Millie's mother is very ill, and in a nursing home. When she takes a turn for the worse, Davy, Millie and Cent go to great lengths to set her up at their lodge home in the north of Canada.

Cent makes it to low Earth orbit without incident. She finds that she can navigate in space easily, either by jumping simply based on coordinates, or by visualizing changes to the Earth's position or relative motion. She makes friends with a research team whose experimental satellite has failed to deploy properly by retrieving it for them. When the satellite is confiscated, she deploys the back-up in its place. Cent starts advertising her services, offering to deliver anything less than about 50 kilograms to any orbit, LEO to GEO, equatorial to polar, for a thousand dollars per kilogram, and promises to remove a kilogram of space junk for every kilogram she takes up.

^^^^

■ WHAT IS NEEDED:
Revise the plot summary from "Cent makes it" through "she takes up.", replacing "satellite" with "probe". The records after this text aren't needed here.

■ MATERIAL SUPPLIED:

^^^^

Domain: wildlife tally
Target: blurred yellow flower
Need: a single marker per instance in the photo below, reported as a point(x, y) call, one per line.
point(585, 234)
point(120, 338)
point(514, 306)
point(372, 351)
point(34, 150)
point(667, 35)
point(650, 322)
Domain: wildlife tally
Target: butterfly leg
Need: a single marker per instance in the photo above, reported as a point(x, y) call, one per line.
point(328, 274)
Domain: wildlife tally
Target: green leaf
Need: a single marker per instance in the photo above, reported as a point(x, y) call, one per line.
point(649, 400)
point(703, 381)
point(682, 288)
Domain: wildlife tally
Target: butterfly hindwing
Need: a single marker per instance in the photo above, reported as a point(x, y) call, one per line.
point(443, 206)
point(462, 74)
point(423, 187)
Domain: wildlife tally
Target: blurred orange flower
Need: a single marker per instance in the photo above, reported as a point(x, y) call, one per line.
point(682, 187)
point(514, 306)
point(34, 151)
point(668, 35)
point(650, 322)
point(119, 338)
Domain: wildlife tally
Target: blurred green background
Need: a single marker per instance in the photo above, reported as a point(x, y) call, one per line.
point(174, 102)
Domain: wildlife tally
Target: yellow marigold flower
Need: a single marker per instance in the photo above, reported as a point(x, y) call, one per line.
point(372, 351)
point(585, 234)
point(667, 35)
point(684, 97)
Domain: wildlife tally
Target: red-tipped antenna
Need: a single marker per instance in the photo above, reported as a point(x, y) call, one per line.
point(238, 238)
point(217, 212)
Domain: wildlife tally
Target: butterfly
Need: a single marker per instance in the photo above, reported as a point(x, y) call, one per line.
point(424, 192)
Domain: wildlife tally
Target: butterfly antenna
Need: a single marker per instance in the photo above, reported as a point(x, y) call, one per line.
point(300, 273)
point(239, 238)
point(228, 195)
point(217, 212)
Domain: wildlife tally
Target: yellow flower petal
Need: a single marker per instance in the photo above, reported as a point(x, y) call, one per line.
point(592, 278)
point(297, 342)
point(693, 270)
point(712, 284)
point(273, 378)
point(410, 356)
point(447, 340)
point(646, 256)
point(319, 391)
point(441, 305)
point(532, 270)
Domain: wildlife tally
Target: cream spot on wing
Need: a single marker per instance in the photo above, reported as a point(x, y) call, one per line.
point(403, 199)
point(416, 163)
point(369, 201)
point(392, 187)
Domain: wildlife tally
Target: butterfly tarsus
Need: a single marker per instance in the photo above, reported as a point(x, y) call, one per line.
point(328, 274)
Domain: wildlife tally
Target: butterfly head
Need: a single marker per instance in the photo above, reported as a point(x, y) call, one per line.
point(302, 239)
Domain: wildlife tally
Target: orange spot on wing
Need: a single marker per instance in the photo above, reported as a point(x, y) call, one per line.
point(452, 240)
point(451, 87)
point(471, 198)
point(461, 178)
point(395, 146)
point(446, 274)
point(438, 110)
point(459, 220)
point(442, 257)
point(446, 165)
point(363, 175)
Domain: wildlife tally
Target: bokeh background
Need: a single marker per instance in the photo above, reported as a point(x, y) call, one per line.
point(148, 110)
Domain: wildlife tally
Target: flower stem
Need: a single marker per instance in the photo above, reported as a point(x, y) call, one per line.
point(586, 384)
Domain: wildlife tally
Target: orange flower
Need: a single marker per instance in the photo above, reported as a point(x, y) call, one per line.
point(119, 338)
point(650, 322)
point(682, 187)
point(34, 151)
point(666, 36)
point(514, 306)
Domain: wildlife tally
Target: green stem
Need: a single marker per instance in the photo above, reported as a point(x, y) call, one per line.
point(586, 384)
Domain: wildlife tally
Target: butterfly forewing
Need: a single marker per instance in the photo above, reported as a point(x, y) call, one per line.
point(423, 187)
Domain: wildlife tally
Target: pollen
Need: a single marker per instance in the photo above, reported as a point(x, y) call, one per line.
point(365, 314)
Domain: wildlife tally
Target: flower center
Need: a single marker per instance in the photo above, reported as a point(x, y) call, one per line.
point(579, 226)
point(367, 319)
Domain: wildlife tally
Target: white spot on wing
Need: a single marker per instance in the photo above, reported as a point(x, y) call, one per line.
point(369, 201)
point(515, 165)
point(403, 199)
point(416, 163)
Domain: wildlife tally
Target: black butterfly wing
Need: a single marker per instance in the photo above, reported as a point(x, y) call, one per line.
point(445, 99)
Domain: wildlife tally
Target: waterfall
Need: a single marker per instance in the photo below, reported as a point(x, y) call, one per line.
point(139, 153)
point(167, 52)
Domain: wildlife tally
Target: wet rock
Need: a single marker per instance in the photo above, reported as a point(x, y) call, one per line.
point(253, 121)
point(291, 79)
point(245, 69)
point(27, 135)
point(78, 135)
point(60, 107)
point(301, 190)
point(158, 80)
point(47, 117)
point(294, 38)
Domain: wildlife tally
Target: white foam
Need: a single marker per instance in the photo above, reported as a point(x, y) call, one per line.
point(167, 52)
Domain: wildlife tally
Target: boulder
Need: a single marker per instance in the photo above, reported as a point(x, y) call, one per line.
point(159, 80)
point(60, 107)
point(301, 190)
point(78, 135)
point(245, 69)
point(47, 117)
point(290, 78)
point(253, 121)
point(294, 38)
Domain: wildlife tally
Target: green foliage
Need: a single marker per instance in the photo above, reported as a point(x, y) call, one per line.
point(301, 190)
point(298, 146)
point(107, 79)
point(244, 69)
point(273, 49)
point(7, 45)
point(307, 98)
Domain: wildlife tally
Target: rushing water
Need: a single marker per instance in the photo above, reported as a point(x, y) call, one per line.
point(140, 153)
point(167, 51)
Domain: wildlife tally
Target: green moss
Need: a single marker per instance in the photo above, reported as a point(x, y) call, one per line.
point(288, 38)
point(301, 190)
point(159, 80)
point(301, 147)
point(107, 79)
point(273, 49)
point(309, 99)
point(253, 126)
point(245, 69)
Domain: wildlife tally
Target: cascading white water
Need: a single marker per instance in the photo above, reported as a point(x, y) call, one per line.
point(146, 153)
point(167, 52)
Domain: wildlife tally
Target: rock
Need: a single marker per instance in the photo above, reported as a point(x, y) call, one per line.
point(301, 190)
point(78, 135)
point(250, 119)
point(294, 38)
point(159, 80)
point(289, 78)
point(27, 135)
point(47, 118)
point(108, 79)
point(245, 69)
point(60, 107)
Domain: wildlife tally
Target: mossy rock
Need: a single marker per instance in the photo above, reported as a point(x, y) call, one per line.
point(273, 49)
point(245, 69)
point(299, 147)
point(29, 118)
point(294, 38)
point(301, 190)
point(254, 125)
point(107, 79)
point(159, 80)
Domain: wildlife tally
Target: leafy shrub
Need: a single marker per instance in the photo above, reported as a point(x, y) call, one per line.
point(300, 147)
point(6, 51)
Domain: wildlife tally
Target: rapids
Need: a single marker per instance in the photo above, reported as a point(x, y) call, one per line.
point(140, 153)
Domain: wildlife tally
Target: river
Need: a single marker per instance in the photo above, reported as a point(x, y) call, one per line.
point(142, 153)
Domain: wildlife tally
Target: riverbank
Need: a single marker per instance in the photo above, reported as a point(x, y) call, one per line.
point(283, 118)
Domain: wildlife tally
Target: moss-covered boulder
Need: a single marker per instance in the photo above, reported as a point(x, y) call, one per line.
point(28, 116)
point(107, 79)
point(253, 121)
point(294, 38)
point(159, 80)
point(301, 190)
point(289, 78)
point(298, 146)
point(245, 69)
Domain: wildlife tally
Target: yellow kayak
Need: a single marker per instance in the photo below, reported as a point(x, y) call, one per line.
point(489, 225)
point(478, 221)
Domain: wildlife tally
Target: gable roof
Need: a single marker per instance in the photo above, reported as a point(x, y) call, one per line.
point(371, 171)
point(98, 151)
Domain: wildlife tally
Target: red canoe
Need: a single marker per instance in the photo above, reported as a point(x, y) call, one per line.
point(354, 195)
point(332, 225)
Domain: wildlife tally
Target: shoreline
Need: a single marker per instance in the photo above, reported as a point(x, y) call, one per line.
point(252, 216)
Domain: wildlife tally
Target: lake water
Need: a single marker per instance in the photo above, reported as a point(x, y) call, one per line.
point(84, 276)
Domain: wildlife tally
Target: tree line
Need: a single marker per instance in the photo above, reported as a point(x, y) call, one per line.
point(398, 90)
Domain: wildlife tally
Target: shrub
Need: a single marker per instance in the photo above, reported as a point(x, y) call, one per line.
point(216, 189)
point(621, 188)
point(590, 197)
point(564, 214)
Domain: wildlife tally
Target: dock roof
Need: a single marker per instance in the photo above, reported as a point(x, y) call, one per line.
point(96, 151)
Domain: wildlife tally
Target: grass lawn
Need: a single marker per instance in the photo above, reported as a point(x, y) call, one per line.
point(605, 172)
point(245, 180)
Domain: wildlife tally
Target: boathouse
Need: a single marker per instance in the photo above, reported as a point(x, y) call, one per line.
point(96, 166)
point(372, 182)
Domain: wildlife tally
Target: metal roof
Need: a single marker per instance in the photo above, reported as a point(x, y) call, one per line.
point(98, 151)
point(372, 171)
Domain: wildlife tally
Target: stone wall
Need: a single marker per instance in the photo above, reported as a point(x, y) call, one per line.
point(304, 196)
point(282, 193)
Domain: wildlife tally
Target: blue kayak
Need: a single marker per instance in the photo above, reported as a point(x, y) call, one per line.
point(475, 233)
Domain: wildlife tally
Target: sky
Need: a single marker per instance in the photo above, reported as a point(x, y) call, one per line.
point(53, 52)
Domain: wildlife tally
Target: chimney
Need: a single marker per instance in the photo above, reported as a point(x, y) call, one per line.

^^^^

■ EXERCISE ANSWER:
Cent makes it to low Earth orbit without incident. She finds that she can navigate in space easily, either by jumping simply based on coordinates, or by visualizing changes to the Earth's position or relative motion. She makes friends with a research team whose experimental probe has failed to deploy properly by retrieving it for them. When the probe is confiscated, she deploys the back-up in its place. Cent starts advertising her services, offering to deliver anything less than about 50 kilograms to any orbit, LEO to GEO, equatorial to polar, for a thousand dollars per kilogram, and promises to remove a kilogram of space junk for every kilogram she takes up.